## EXERCISE PROMPT
Reproduce the lines below as a numbered list, omitting any blank lines.
[start RECORDS SUPPLIED]
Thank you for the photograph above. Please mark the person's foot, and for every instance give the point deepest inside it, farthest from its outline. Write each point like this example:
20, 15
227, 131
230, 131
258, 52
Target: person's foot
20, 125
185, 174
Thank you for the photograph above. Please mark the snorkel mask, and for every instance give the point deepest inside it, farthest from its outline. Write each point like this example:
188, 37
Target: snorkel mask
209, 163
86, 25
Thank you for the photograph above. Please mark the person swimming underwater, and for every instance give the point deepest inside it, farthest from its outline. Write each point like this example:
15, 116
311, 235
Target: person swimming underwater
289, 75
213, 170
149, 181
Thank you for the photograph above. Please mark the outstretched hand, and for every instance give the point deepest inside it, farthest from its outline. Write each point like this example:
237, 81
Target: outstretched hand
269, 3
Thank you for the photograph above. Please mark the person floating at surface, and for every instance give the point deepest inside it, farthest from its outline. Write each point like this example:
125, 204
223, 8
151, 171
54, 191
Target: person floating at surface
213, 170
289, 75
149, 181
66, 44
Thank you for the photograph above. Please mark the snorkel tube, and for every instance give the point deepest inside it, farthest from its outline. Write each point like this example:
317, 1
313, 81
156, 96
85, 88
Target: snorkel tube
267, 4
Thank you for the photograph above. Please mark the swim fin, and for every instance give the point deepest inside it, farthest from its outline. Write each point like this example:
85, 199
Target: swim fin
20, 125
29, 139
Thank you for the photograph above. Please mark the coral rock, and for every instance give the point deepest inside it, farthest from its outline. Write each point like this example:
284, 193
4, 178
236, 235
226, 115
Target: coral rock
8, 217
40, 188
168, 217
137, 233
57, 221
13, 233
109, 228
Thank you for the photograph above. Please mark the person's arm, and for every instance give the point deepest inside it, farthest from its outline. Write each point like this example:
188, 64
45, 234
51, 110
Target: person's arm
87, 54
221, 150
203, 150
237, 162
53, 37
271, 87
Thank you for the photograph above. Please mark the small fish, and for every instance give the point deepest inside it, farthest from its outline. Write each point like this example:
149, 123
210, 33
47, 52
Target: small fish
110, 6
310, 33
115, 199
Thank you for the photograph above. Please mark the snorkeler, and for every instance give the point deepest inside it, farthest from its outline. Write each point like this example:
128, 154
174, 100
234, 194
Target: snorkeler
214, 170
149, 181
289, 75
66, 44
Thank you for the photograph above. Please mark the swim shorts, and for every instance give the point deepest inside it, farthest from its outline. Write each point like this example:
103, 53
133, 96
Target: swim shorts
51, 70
[end RECORDS SUPPLIED]
## EXERCISE SOLUTION
1. Thank you for the photograph above. Please mark the person's foot, and for every instance give the point deepest inside it, farthest from its outline. Write each point like this example:
2. 20, 15
3. 227, 131
4. 230, 131
5. 258, 52
6. Target: person's foot
7. 20, 125
8. 185, 174
9. Thank you for the photograph above. Please mark the snorkel mask, and for every instance give the point deepest inside it, farthest from its outline. Write each point like this example:
10. 188, 37
11. Target: snorkel mask
12. 209, 163
13. 86, 25
14. Thank you for the photograph above. Please mark the person swimming underwater, and for every instance give the point deepest inside it, farthest from its outline. Write each point like this example:
15. 15, 116
16. 311, 235
17. Target: person swimming underwater
18. 289, 75
19. 213, 170
20. 149, 181
21. Thank you for the photograph above. Please mark the outstretched hand, and for every instance give the point deepest inside it, farthest from its outline. Write each point like this example:
22. 237, 81
23. Target: outstretched hand
24. 269, 3
25. Thank you for the photograph above. Please mark the person floating at surface, and for every instance give the point deepest inside it, farthest from its outline. Write each point like this example:
26. 125, 204
27. 223, 8
28. 151, 171
29. 54, 191
30. Target: person floating at surface
31. 213, 170
32. 289, 75
33. 149, 181
34. 66, 44
35. Thank you for the photograph above. Please mark the snorkel tube, and for every instance give the point deepest inside it, farthest from its outline. Write each point like this example:
36. 317, 1
37. 313, 81
38. 156, 96
39. 85, 88
40. Target: snorkel tube
41. 267, 4
42. Thank you for the photograph above. Please mark the swim fin, and for every instance give the point deepest inside it, farthest from its outline. Write each point like this example:
43. 85, 199
44. Target: swim fin
45. 20, 125
46. 29, 139
47. Thank you for the photograph above. Please mark the coral rock, and for every instance give the point deepest inside it, farthest from its outline. Write each point like this example:
48. 284, 193
49. 4, 178
50. 236, 235
51. 226, 115
52. Target: coral rock
53. 8, 217
54. 40, 188
55. 168, 217
56. 137, 233
57. 57, 221
58. 13, 233
59. 109, 228
60. Thank you for the photograph above. Please mark the person's arm, and for every instance give the point deepest inside it, farthest from its outline. Write each point like this example:
61. 188, 64
62. 45, 234
63. 51, 110
64. Target: person's arm
65. 87, 54
66. 221, 150
67. 203, 150
68. 237, 162
69. 53, 37
70. 271, 87
71. Thank you for the photograph above. Please mark the small fish, and for every instance give the point deepest inside it, farthest from its outline. Write each point like this example:
72. 149, 123
73. 210, 33
74. 47, 52
75. Target: small fish
76. 110, 6
77. 310, 33
78. 115, 199
79. Thank you for the photograph above. Please mark the snorkeler, and for every instance give the point deepest inside it, farthest from its outline. Write each point like this example:
80. 128, 154
81. 174, 100
82. 234, 194
83. Target: snorkeler
84. 214, 170
85. 149, 181
86. 289, 75
87. 66, 44
88. Thank you for the photograph above. Please mark the swim shorts, and for every instance give the point deepest inside it, farthest from its outline. Write each point like this example:
89. 103, 53
90. 133, 96
91. Target: swim shorts
92. 51, 70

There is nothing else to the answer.